INPUT FOR THIS TASK:
------------------------

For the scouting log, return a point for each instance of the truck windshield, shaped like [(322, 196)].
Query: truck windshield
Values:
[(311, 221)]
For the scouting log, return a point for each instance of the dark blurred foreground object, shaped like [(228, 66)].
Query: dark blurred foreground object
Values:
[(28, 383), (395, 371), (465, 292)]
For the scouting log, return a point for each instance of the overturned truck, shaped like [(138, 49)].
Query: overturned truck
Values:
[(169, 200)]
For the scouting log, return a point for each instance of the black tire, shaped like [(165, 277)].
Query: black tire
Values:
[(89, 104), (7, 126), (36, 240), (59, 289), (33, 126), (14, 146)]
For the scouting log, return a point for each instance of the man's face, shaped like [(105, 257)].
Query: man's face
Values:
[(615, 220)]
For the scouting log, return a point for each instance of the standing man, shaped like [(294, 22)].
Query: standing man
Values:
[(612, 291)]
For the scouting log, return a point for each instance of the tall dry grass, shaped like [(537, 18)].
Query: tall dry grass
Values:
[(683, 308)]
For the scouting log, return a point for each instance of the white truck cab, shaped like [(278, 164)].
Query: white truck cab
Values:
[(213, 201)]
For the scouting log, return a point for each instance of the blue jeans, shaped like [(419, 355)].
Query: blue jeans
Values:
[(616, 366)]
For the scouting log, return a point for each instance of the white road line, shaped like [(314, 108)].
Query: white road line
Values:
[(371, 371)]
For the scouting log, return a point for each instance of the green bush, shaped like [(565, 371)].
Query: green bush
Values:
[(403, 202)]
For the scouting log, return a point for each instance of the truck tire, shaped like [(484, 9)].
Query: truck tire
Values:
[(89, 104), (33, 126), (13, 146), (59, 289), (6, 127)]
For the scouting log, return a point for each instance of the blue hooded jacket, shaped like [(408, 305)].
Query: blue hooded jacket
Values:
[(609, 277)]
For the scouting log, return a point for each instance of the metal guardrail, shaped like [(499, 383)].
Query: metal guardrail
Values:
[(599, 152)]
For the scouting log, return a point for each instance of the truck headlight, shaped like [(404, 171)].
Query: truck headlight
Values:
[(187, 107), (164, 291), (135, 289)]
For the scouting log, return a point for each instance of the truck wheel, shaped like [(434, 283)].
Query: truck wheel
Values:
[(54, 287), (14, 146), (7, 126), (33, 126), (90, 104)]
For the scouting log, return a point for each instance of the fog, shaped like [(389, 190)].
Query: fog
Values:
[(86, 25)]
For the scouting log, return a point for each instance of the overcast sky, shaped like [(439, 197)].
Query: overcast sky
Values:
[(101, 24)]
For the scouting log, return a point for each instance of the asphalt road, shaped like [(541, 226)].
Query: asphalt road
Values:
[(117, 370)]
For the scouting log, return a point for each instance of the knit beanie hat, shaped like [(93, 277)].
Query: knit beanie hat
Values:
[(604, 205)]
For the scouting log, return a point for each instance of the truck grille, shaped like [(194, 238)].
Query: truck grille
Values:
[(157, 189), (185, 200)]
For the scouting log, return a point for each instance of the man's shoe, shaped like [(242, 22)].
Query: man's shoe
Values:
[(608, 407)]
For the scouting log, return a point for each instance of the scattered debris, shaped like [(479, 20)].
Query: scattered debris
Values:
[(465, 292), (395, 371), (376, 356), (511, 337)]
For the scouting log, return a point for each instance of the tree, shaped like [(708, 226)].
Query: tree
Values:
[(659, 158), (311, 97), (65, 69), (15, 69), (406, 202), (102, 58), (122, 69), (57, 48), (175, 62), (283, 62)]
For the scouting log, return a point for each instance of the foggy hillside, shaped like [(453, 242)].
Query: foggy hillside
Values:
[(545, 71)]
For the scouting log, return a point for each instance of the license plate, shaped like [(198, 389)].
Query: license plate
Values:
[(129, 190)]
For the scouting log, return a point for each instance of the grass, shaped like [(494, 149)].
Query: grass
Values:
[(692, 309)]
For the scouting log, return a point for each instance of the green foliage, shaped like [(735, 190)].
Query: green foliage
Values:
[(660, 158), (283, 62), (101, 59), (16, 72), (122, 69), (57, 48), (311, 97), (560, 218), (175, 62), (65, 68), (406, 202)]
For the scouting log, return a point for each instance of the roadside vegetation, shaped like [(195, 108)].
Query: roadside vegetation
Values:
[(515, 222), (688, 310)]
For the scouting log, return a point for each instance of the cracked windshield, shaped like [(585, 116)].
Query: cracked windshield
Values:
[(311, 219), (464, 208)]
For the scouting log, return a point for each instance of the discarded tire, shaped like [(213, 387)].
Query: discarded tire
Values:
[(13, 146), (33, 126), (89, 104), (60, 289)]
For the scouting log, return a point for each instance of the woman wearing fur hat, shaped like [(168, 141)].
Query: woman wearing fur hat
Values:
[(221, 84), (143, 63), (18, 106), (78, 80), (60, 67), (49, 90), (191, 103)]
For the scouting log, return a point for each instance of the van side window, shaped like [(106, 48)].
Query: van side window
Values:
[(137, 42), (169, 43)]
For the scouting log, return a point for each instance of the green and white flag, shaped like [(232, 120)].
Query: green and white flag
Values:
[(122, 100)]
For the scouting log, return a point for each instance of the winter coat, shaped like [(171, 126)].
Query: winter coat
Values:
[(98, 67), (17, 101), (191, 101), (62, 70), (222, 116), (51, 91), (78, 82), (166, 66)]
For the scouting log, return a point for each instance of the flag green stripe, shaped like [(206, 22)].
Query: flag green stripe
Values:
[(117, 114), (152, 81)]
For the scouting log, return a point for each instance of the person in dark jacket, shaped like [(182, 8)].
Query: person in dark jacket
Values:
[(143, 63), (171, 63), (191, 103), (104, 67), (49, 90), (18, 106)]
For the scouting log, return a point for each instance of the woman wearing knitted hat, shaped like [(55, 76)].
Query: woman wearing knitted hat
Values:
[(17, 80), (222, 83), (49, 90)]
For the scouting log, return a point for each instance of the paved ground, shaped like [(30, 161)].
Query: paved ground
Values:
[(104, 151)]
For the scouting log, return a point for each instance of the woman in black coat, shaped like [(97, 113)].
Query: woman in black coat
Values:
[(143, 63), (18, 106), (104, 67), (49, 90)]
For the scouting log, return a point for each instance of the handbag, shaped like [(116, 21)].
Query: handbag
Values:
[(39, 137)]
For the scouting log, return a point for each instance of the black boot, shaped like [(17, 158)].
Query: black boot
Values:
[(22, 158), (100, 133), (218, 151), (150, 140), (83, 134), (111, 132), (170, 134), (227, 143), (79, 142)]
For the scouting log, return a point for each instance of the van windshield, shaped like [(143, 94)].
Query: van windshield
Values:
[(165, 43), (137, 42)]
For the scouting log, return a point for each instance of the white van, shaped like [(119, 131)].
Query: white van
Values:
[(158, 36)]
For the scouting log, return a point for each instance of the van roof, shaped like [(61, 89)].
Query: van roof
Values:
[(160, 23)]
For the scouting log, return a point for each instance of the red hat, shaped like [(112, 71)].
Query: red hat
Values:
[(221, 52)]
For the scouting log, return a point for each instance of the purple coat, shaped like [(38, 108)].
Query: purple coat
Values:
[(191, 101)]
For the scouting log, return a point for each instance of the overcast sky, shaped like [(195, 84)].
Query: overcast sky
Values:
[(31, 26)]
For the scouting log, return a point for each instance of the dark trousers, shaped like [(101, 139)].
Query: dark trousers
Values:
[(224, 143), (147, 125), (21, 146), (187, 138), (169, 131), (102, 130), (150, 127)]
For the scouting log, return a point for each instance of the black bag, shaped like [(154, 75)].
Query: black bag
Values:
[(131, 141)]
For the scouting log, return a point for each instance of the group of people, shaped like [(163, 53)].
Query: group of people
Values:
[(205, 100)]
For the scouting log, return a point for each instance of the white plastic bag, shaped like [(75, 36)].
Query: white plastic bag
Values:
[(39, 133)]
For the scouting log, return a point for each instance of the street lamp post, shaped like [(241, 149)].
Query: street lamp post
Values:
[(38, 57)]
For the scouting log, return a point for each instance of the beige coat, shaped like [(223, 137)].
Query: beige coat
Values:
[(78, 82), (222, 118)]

------------------------

OBJECTIVE:
Update everything from the line containing "like [(163, 53)]." down to the line containing "[(39, 133)]" by changing "scouting log" to "field survey", and keep the rest of those lines unchanged.

EXERCISE RESPONSE:
For the field survey, return a point for each instance of the group of people, shaped like [(163, 53)].
Query: group of people
Values:
[(205, 100)]
For the field survey, return a point for each instance of the white plastic bag, shaped like [(75, 36)].
Query: white plastic bag
Values:
[(39, 133)]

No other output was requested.